■ Required work: Copy out the cosleeper forum thread below word for word, in full.
**** Supplied text
I LOVE our sleigh cosleeper!! It is VERY sturdy and has a 500lb weight limit which is one of the main reasons why we bought it. I wanted to use it as long as possible without my child outgrowing the weight limit. DD is starting to get a bit long for it but she hardly ever sleeps in it the correct way anyways. She's pretty much half in the cosleeper and half in our bed. Then she rolls around a bit so the length of the cosleeper really doesn't matter.

I bought it sight unseen too and got the Honey colored one. Unfortunately it has a LOT of red in it and looks like cherry colored furniture to me. Thank goodness my sister got pg and bought it off of me and I ordered the natural one instead. So just make sure you know what color you want before you order. It is a PIA to try and return it!!!

Anyway, I love mine!! Let me know if you have any specific questions.


----------



## jojomama (Feb 25, 2008)

Thanks, Sandy! I really appreciate your response


----------



## Leilalu (May 29, 2004)
********
**** Provided records
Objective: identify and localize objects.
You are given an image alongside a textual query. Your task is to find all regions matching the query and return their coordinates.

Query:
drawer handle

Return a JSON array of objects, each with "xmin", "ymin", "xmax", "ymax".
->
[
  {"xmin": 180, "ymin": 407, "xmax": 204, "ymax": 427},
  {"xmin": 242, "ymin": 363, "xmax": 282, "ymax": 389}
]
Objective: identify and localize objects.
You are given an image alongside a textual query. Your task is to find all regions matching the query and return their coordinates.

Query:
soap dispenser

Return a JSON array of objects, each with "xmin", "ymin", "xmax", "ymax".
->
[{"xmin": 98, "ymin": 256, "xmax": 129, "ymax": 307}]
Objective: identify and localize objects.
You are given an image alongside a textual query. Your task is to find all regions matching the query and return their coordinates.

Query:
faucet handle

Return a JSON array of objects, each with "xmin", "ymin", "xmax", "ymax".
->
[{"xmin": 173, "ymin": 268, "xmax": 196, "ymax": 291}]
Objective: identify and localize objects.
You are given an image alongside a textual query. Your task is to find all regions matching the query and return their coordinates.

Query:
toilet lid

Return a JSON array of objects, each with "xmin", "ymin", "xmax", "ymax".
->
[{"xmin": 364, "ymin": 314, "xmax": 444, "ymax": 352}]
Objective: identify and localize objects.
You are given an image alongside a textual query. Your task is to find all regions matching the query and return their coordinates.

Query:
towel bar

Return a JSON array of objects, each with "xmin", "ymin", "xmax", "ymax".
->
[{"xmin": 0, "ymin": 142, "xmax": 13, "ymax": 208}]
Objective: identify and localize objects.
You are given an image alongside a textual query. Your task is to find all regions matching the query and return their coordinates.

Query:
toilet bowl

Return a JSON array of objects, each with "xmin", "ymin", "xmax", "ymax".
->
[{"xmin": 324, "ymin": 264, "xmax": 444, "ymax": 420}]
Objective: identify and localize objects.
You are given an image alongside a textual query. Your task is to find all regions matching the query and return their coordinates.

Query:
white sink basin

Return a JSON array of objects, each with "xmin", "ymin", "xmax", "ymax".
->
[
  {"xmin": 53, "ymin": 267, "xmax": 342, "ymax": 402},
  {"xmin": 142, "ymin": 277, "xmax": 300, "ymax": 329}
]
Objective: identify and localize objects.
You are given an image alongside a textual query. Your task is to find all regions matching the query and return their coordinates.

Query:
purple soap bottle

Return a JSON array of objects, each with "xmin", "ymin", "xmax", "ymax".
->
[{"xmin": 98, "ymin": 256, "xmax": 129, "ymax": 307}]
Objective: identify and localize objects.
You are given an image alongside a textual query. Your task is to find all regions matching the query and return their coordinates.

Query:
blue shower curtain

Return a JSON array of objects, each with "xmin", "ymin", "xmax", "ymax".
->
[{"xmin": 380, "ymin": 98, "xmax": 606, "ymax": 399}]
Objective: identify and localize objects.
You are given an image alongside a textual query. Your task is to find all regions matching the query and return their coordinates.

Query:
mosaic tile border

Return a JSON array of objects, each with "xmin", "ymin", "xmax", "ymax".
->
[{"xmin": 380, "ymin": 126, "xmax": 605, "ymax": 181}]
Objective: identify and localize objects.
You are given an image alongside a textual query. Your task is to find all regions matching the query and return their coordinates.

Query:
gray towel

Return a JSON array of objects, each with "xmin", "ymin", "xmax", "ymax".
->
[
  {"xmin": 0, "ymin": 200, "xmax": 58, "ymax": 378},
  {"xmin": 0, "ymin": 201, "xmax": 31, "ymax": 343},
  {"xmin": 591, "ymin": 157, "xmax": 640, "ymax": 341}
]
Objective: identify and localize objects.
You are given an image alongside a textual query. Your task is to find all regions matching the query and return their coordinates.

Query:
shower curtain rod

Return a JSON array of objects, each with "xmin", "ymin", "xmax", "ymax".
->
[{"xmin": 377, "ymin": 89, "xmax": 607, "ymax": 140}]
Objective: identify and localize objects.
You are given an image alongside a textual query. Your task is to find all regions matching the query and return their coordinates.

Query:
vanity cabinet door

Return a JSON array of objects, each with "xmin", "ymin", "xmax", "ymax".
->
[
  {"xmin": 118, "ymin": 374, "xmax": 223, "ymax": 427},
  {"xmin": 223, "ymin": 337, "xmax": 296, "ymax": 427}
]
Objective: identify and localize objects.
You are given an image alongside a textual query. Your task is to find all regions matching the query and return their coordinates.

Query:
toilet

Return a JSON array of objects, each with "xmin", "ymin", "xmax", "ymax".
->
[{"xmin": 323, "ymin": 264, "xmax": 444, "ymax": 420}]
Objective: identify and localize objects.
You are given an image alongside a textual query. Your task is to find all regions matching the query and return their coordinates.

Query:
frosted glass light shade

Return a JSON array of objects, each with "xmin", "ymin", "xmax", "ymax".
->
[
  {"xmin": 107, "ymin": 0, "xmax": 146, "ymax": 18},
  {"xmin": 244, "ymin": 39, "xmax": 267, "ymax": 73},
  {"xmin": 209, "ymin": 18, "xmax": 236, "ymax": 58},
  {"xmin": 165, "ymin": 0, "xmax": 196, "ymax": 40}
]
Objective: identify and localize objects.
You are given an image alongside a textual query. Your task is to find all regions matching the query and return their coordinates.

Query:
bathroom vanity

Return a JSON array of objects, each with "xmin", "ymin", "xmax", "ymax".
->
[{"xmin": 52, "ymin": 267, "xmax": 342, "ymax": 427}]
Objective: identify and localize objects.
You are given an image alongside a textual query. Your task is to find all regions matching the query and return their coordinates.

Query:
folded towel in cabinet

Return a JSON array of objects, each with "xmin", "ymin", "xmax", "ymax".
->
********
■ The response:
I LOVE our sleigh cosleeper!! It is VERY sturdy and has a 500lb weight limit which is one of the main reasons why we bought it. I wanted to use it as long as possible without my child outgrowing the weight limit. DD is starting to get a bit long for it but she hardly ever sleeps in it the correct way anyways. She's pretty much half in the cosleeper and half in our bed. Then she rolls around a bit so the length of the cosleeper really doesn't matter.

I bought it sight unseen too and got the Honey colored one. Unfortunately it has a LOT of red in it and looks like cherry colored furniture to me. Thank goodness my sister got pg and bought it off of me and I ordered the natural one instead. So just make sure you know what color you want before you order. It is a PIA to try and return it!!!

Anyway, I love mine!! Let me know if you have any specific questions.


----------



## jojomama (Feb 25, 2008)

Thanks, Sandy! I really appreciate your response


----------



## Leilalu (May 29, 2004)